## THE PROBLEM
Looking through the listing that follows, count the lines that contain "sculpture" and give only that number.

## THE DATA
■ ■ ■ ■ ■
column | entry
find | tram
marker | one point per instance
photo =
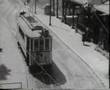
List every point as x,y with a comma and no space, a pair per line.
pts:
34,40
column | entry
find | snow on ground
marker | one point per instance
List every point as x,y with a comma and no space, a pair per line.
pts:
97,62
76,72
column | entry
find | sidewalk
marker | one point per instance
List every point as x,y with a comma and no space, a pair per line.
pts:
97,62
12,65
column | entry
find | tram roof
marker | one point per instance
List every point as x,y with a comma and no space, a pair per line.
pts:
97,4
27,31
103,8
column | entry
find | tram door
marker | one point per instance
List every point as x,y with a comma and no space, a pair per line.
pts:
39,50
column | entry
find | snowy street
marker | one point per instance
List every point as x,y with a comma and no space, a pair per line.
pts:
68,68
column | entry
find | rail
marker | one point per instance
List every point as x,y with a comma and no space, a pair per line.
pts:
7,85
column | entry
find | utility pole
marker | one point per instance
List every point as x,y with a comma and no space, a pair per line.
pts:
53,6
57,8
50,13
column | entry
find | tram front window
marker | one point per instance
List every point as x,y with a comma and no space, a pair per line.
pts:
36,44
47,44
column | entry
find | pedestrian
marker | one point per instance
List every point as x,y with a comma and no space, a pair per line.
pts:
0,49
86,37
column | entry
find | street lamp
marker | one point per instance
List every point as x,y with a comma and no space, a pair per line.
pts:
50,13
35,6
57,8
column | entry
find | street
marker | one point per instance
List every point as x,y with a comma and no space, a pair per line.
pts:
68,69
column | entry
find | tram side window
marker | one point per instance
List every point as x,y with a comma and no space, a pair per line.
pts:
41,44
47,44
21,32
36,44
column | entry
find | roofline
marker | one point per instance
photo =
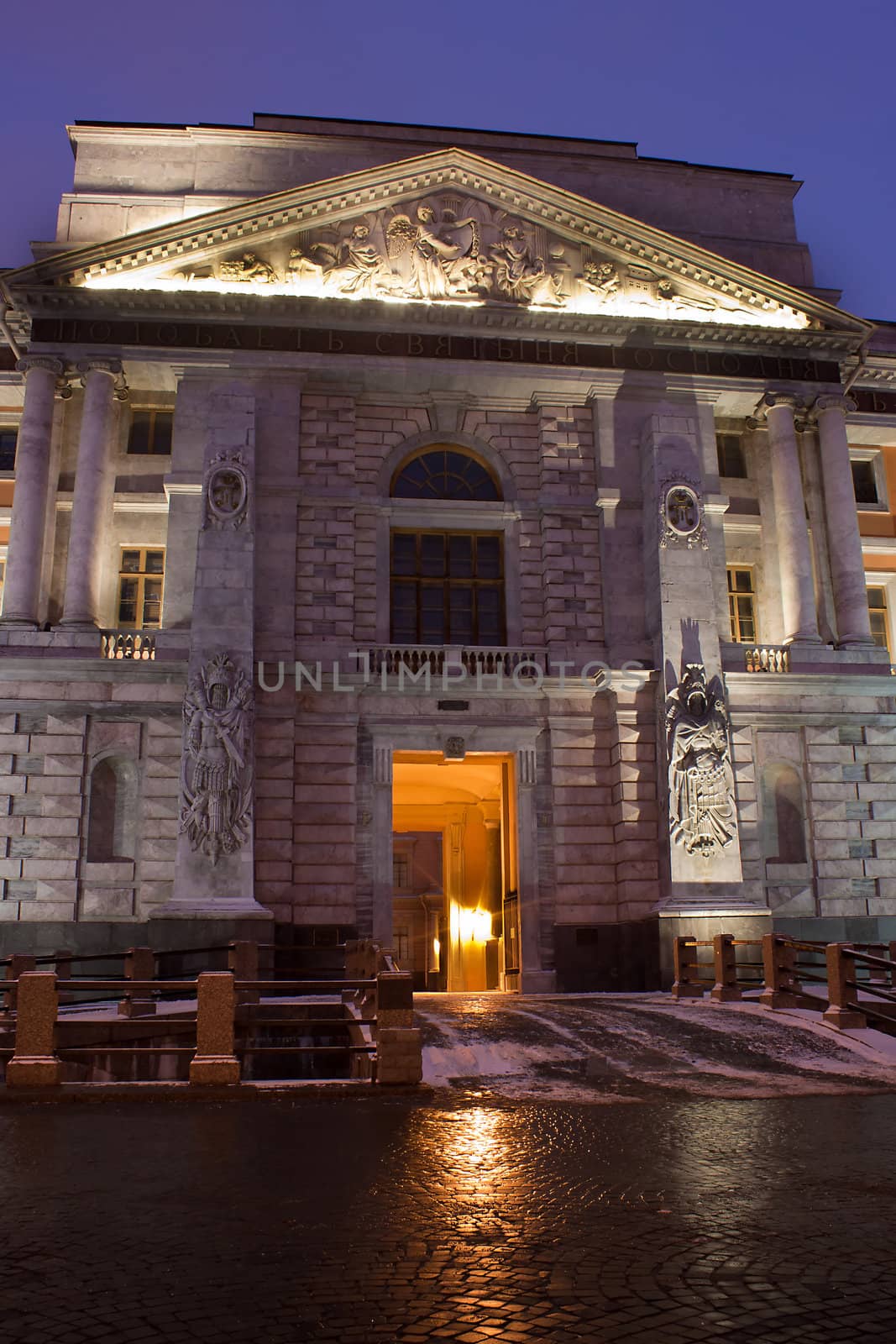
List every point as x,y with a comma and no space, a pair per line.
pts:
423,125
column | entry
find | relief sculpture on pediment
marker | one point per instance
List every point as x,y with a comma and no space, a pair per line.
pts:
464,250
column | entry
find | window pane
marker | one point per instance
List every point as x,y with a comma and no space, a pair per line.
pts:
864,483
403,553
140,428
488,557
432,555
461,557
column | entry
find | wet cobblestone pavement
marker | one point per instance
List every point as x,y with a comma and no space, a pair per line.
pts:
448,1216
606,1047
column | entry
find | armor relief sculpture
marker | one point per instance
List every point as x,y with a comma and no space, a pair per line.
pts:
701,781
217,761
459,250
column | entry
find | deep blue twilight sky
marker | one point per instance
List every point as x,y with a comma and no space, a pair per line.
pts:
770,84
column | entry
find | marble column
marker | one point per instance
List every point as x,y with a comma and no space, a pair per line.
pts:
■ ■ ■ ■ ■
## ANSWER AREA
2